**** TEXTAUSZUG ****
Konzert:

Ulver - Berlin, Volksbühne

Konzert vom 08.02.2010Dieses Konzert ist etwas besonderes - das stand schon vorher fest, wie
ein leises Rauschen ging die Nachricht davon durchs Internet: ULVER, die
norwegischen Black-Metal-Pioniere, spielen in Berlin das 13. Konzert
ihres gesamten 17-jährigen Bestehens. 7 Konzerte gab die Band in 2009
nach dem erfolgreichen Startschuß auf dem Literaturfestival in
Lillehammer, auf der aktuellen Tour unter dem Motto "The Rest is
Silence" ist Berlin der 6. Gig. In den Rahmen der Musikmesse
"Transmediale" in das das Konzert eingebettet wird, passen die ULVER von
heute perfekt hinein. Dass aus den folkischen Blackheimern eine
Avantgarde-Band geworden ist, die nachdenkliche bis apokalyptische Texte
mit elecktronischem Ambient-Geplucker unterlegt, hat die Verehrung für
die Band nicht geschmälert, im Gegenteil. Klar war also vorher schon,
dass der Abend ausverkauft werden wird - nicht so klar war, dass die
musikalisch offenen Blackmetaller auf dem Konzert unter sich bleiben
würden. Schon in der U-Bahn und der Tram ist am
Oldschool-Blackmetal-Shirt zu erkennen, wer in die Volksbühne strebt.
Das soll vor vier Wochen anders gewesen sein: Die
Programm-Verantwortlichen der Volksbühne haben anscheinend ihr Herz für
norwegischen Black Metal entdeckt und hatten Mitte Januar MAYHEM in
dasselbe Theater gebucht. Dort bestand mindestens die Hälfte der
Anwesenden aus Neugierigen, die sich im vermeintlich sicheren
Theatersessel vor der "gefährlichsten Band Norwegens" (so die
Hauptstadtpresse) gruseln wollten.



Noch ein Wort zur Location: Die Volksbühne ist das avantgardistischste
der Berliner Theater, Wände und Säulen sind aus Marmor und stecken unter
der sozialistischen Betonhülle. Das Personal ist natürlich uniformiert -
aber nicht streng. Trotzdem wirkt der Raum auf die Besucher: Brav stehen
alle an, bis der Große Saal aufgeschlossen wird - und setzen sich
automatisch und unabgesprochen auf die Erde. Es ist nämlich - und das
ist die erste Überraschung - nicht bestuhlt. Die Bühne wird von einer
riesigen Leinwand dominiert, die exakt in Höhe und Breite mit den
Bühnenrändern abschließt. Dann kommt die Band auf die Bühne - und
verschwindet optisch gegenüber den Bildern auf der Leinwand. Beleuchtet
werden ULVER nur im Gegenlicht. Es wirkt eher, als würde man den
Soundtrack zu einer Reihe von (mehr oder weniger zusammenhängenden)
**** DATENZEILEN ****
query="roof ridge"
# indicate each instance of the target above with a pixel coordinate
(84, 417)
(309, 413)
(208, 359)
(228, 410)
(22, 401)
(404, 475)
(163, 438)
****
→ ARBEITSAUFTRAG A
Können Sie aus dem Konzertbericht die Stelle von „Das soll vor“ bis „Hauptstadtpresse) gruseln wollten.“ wortgetreu abschreiben?
→ ARBEITSAUFTRAG B
Wie geht der Bericht über das Ulver-Konzert in der Volksbühne weiter? Führen Sie ihn dort fort, wo er endet.

→ LÖSUNG A
Das soll vor vier Wochen anders gewesen sein: Die
Programm-Verantwortlichen der Volksbühne haben anscheinend ihr Herz für
norwegischen Black Metal entdeckt und hatten Mitte Januar MAYHEM in
dasselbe Theater gebucht. Dort bestand mindestens die Hälfte der
Anwesenden aus Neugierigen, die sich im vermeintlich sicheren
Theatersessel vor der "gefährlichsten Band Norwegens" (so die
Hauptstadtpresse) gruseln wollten.

→ LÖSUNG B
Kurzfilmen sehen - die Musik wird zum Teil einer Inszenierung. Eine
norwegische Regisseurin hat die Filme zu Text und Musik
zusammengestellt, der Opener "Eos" vom letzten Album "Shadow Of The Sun"
wird von einer aufgehenden roten Sonne bebildert, die sich zu den
letzten Takten in einen Vollmond verwandelt. Zum zweiten Song "Let The
Children Go" wird eine Szene aus der Savanne gezeigt, bei dem eine
Zebra-Stute mit einer Löwin um die Wette rennt um ihr Fohlen zu retten -
und verliert, weil das Fohlen stolpert. Wenn man es schafft, den Blick
einen Augenblick von den bewegten Bildern zu lösen, entdeckt man auf der
Bühne ein Schlagzeug, ein E-Piano, ein Set Keyboards, E-Gitarre und
E-Bass. So weit, so normal. Die werden von Tore Ylwizaker, Daniel
O’Sullivan und dem unbekannten Schlagzeuger bedient. Auf der anderen
Seite stehen drei Laptops und noch einen Berg anderer Technik für zwei
weitere Mitmusiker und Sänger Kristoffer Rygg. Rygg alias Garm alias
Trickster G. steht eher mittendrin in diesem Technik-Wust als gegenüber
dem Publikum. Die Ansagen nach diesen ersten zwei Songs sind
ausschließlich an seine Technik-Crew gerichtet, also wo sie jetzt den
Ton leiser oder lauter machen sollen. Nach dem dritten Song
kommunizieren ULVER unüberlesbar - zu "Little Blue Bird" gibt es eine
Collage aus den Turmspringer-Szenen des "Olympia"-Films von Leni
Riefenstahl, kontrastiert durch Bilder einer alten Frau im Lehnstuhl und
von den hohlwangigen Augen mutmaßlich eines KZ-Opfers. Als die
Turmspringer dann allerdings statt ins kühle Nass wie Bomben vom Himmel
fallen und man einzelne Bilder historischer Nazi-Aufmärsche erkennen
kann, wird die Leinwand schwarz. Aus Respekt vor dem Ort habe man sich
selbst zensiert - es ist auch so klar, was hier nur kommen könnte. Vom
krassen Kopfkino geht es weiter zu krassen Bildern, "For The Love Of
God" hat alles von Taufe bis Teufelsaustreibung, eingestreut werden sehr
direkte Bildchen aus Pornos - die Show war also nur für "über 18".
Nahtlos ging es weiter mit "In The Red" und Bildern aus den Rotlicht.
Das ist Unterhaltung, jetzt im besseren und mehrfachen Sinn des Wortes.
Bilder und Musik bekamen den "Flow", selbst die Szene eines
Badewannen-Selbstmordes passte in die umgebende Musik. Der Applaus
zwischen den Stücken wurde stärker, und Garm antwortete ein "Thank you".
Bei "Hallways of Allways" bangten vereinzelt Leute im Sitzen auf dem
Theaterfußboden und wurden dazu von Daniel O'Sullivan und einem der
beiden an den Reglern angefeuert.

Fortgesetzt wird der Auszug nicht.